WHAT IS REQUIRED >>
Would you quote the material below in full and unchanged?

DATA EXCERPTS >>

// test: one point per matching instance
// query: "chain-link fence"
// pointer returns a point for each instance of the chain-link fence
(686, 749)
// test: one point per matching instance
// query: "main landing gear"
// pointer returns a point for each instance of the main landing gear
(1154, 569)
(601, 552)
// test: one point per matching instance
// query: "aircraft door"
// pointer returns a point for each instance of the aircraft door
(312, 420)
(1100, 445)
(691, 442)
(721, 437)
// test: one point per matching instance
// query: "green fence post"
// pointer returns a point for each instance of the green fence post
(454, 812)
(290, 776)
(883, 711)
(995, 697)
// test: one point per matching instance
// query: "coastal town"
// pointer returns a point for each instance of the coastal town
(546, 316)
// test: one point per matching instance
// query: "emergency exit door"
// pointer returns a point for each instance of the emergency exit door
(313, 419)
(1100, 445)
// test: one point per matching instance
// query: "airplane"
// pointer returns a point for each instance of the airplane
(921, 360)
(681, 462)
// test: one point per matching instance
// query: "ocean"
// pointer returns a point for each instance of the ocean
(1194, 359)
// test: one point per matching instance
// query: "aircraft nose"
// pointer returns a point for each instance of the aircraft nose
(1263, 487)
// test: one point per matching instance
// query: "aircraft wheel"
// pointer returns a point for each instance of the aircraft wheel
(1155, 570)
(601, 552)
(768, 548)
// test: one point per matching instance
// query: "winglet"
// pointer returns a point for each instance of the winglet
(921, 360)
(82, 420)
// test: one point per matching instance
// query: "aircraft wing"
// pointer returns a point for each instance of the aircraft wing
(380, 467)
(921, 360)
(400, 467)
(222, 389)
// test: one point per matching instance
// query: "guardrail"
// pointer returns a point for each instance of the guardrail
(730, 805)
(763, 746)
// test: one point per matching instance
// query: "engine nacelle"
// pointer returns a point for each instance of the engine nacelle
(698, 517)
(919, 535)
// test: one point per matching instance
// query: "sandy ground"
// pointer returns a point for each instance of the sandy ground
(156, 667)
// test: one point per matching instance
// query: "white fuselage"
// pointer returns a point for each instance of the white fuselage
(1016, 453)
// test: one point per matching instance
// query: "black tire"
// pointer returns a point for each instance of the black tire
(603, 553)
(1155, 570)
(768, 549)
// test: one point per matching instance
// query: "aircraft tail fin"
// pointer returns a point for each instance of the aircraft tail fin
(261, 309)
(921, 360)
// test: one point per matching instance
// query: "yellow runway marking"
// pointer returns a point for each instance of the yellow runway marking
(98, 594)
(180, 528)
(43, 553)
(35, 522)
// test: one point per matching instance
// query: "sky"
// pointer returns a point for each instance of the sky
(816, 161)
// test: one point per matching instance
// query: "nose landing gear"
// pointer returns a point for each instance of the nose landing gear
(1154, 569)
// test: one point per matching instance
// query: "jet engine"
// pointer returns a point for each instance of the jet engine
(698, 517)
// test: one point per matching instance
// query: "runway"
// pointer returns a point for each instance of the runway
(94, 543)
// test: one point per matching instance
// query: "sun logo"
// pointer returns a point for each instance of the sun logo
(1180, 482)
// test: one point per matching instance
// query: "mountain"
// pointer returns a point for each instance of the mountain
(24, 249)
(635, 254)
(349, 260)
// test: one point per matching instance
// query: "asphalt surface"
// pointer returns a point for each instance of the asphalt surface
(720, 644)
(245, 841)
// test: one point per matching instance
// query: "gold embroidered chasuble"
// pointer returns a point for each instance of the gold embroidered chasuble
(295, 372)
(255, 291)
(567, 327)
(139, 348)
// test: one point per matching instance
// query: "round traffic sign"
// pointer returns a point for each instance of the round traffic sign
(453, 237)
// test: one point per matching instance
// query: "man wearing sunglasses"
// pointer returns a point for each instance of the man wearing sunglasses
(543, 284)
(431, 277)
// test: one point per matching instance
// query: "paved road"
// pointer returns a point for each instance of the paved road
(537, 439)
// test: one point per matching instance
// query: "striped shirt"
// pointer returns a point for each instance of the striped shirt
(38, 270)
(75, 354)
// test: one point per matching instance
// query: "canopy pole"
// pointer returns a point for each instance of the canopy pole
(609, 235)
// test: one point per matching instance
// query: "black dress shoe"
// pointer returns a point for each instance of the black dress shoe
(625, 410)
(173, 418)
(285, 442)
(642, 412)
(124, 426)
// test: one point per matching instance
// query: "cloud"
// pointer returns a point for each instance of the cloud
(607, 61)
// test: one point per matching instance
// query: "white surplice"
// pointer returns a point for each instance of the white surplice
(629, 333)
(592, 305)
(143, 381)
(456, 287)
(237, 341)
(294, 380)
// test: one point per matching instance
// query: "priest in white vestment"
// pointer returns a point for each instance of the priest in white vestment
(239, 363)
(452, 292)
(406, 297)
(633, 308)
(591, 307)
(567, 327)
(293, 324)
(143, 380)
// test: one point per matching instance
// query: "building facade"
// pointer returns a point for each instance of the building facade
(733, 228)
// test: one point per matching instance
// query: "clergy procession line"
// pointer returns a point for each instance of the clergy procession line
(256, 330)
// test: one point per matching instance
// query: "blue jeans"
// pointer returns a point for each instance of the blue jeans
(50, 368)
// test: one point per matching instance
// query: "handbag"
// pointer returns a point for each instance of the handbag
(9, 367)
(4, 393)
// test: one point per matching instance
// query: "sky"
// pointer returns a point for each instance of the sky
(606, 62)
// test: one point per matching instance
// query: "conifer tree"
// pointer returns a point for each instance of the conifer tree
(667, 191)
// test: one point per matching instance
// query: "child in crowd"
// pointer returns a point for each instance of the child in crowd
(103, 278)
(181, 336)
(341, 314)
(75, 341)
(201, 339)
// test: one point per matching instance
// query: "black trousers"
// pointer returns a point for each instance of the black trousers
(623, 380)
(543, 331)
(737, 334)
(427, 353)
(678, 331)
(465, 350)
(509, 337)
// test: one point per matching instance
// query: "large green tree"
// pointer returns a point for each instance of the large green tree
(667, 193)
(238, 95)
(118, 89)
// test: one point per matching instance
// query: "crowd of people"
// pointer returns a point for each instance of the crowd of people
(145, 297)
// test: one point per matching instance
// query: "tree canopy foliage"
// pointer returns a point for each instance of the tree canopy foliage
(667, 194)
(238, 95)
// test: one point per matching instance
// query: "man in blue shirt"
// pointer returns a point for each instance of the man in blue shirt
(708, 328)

EXPECTED ANSWER >>
// test: one point per matching instance
// query: "chain-link fence"
// pointer returns a point for each instance of the chain-link fence
(686, 749)
// test: one point per matching instance
// query: "main landing gear"
// pointer returns a point for each instance of the main landing gear
(1154, 569)
(601, 552)
// test: one point per matching instance
// query: "aircraft door"
// pointer returns a point for each instance of the aircraft door
(312, 420)
(1100, 445)
(691, 442)
(721, 437)
// test: one point per matching instance
// query: "green fence post"
// pointer returns a point for each instance of the green fence post
(454, 812)
(290, 776)
(883, 711)
(995, 697)
// test: one point per matching instance
// query: "coastal town"
// pointer returns a point for each instance of the coastal town
(546, 316)
// test: one point per matching instance
// query: "emergency exit door"
// pointer returns a point for each instance of the emergency exit door
(313, 419)
(1100, 445)
// test: one point per matching instance
// query: "airplane"
// pointer returns a point for each instance of the airplane
(921, 360)
(681, 462)
// test: one point per matching instance
// query: "ocean"
// pointer returns a point for each instance of the ocean
(1194, 359)
// test: one point per matching instance
// query: "aircraft nose"
// pointer returns a point for each instance of the aircraft nose
(1263, 487)
// test: one point per matching instance
// query: "aircraft wheel"
// pointer returns a point for each instance of the aircraft wheel
(1155, 570)
(601, 552)
(768, 548)
// test: one point per matching instance
// query: "winglet"
// pointer returns a point for each instance of the winglet
(921, 360)
(82, 420)
// test: one point per matching instance
// query: "aircraft wing"
// pointer returns a point for each instance of the aircraft wing
(380, 467)
(921, 360)
(400, 467)
(222, 389)
// test: one point per matching instance
// query: "guardrail"
// pointer returns a point for each instance of the guardrail
(730, 805)
(763, 746)
// test: one point per matching instance
// query: "engine nacelle"
// pointer returns a point for each instance of the engine nacelle
(698, 517)
(919, 535)
// test: one point per matching instance
// query: "sandy ground"
// pointer returns a point for each instance of the sandy ground
(156, 667)
// test: one point per matching instance
// query: "white fuselage"
// pointer returns a point for each instance of the white fuselage
(1016, 453)
// test: one point per matching instance
// query: "black tire"
// pointer returns a point for each instance of the black tire
(603, 553)
(1155, 570)
(768, 549)
// test: one point per matching instance
// query: "aircraft tail fin"
// pointer returns a point for each instance of the aircraft tail fin
(261, 309)
(921, 360)
// test: one point per matching instance
// query: "yellow runway marking"
// pointer returns a point for each instance of the yellow runway marking
(98, 594)
(180, 528)
(43, 553)
(35, 522)
// test: one point per matching instance
// query: "sky"
// pointer returns a point for each instance of the sky
(816, 161)
// test: one point per matching instance
// query: "nose landing gear"
// pointer returns a point for each instance of the nose landing gear
(1154, 569)
// test: one point per matching instance
// query: "jet engine"
// pointer returns a point for each instance of the jet engine
(698, 517)
// test: one point per matching instance
// query: "runway"
// pointer returns a point for each instance of the runway
(94, 543)
// test: one point per matching instance
// query: "sun logo"
// pointer returns a point for each instance of the sun logo
(1180, 482)
// test: one point per matching instance
// query: "mountain"
// pointer returns a point for each instance of the mountain
(24, 249)
(635, 254)
(349, 260)
// test: one point per matching instance
// query: "asphalt surface"
// pointer returns a point for each instance of the asphalt surface
(720, 644)
(245, 841)
// test: one point per matching instance
// query: "gold embroidered chasuble"
// pointer returns a point for each instance of the gold embroidered chasuble
(295, 372)
(255, 291)
(567, 327)
(139, 348)
// test: one point per matching instance
// query: "round traffic sign"
// pointer returns a point for each instance of the round traffic sign
(453, 237)
// test: one point per matching instance
// query: "man wearing sunglasses"
// pointer returns a point for each instance of the man wearing sunglasses
(543, 284)
(431, 277)
// test: one point per matching instance
// query: "paved road"
// pointer returns a point for each instance of the paved road
(537, 439)
// test: one point per matching instance
// query: "striped shirt"
// pointer returns a point for each instance of the striped shirt
(38, 270)
(75, 354)
// test: one point per matching instance
// query: "canopy pole"
// pointer returns a point for each instance of the canopy pole
(609, 235)
// test: one point per matching instance
// query: "black dress shoe"
// pointer returns a point for each instance of the black dress shoe
(625, 410)
(173, 418)
(285, 442)
(642, 412)
(124, 426)
// test: one point per matching instance
// query: "cloud"
// pointer returns a point for each instance of the cloud
(607, 61)
// test: one point per matching instance
// query: "white surplice"
// pointer returns a point for each instance of the white surplice
(629, 333)
(592, 305)
(143, 381)
(456, 287)
(237, 341)
(294, 380)
// test: one point per matching instance
// query: "priest in white vestment"
// pointer returns a point for each instance of the priest in white vestment
(239, 363)
(452, 292)
(406, 297)
(633, 308)
(591, 307)
(567, 327)
(293, 324)
(143, 380)
// test: one point per matching instance
// query: "building facade"
// pointer returns a point for each instance of the building facade
(733, 228)
// test: one point per matching instance
// query: "clergy procession line"
// pointer returns a point for each instance of the clergy procession line
(256, 330)
// test: one point per matching instance
// query: "blue jeans"
// pointer returns a point for each instance of the blue jeans
(50, 368)
// test: one point per matching instance
// query: "handbag"
// pointer returns a point for each instance of the handbag
(9, 367)
(4, 393)
// test: one point per matching instance
// query: "sky"
// pointer returns a point for each instance of the sky
(606, 62)
// test: one point per matching instance
// query: "conifer tree"
// pointer returns a point for each instance of the conifer tree
(667, 191)
// test: one point per matching instance
// query: "child in crowd"
// pointer returns a point for each instance of the child in crowd
(103, 278)
(181, 336)
(341, 314)
(75, 341)
(201, 339)
// test: one point per matching instance
// query: "black trousers"
// pointer returns a point for each instance of the black trousers
(623, 380)
(543, 331)
(737, 334)
(427, 353)
(678, 331)
(465, 350)
(509, 337)
// test: one point per matching instance
// query: "large green tree"
// pointer returns a point for each instance of the large green tree
(667, 193)
(238, 95)
(118, 89)
// test: one point per matching instance
// query: "crowd of people"
// pointer returns a point for each instance of the crowd of people
(145, 297)
// test: one point per matching instance
// query: "tree canopy foliage"
// pointer returns a point for each instance of the tree canopy foliage
(667, 194)
(238, 95)
// test: one point per matching instance
// query: "man in blue shirt"
// pointer returns a point for each instance of the man in blue shirt
(708, 328)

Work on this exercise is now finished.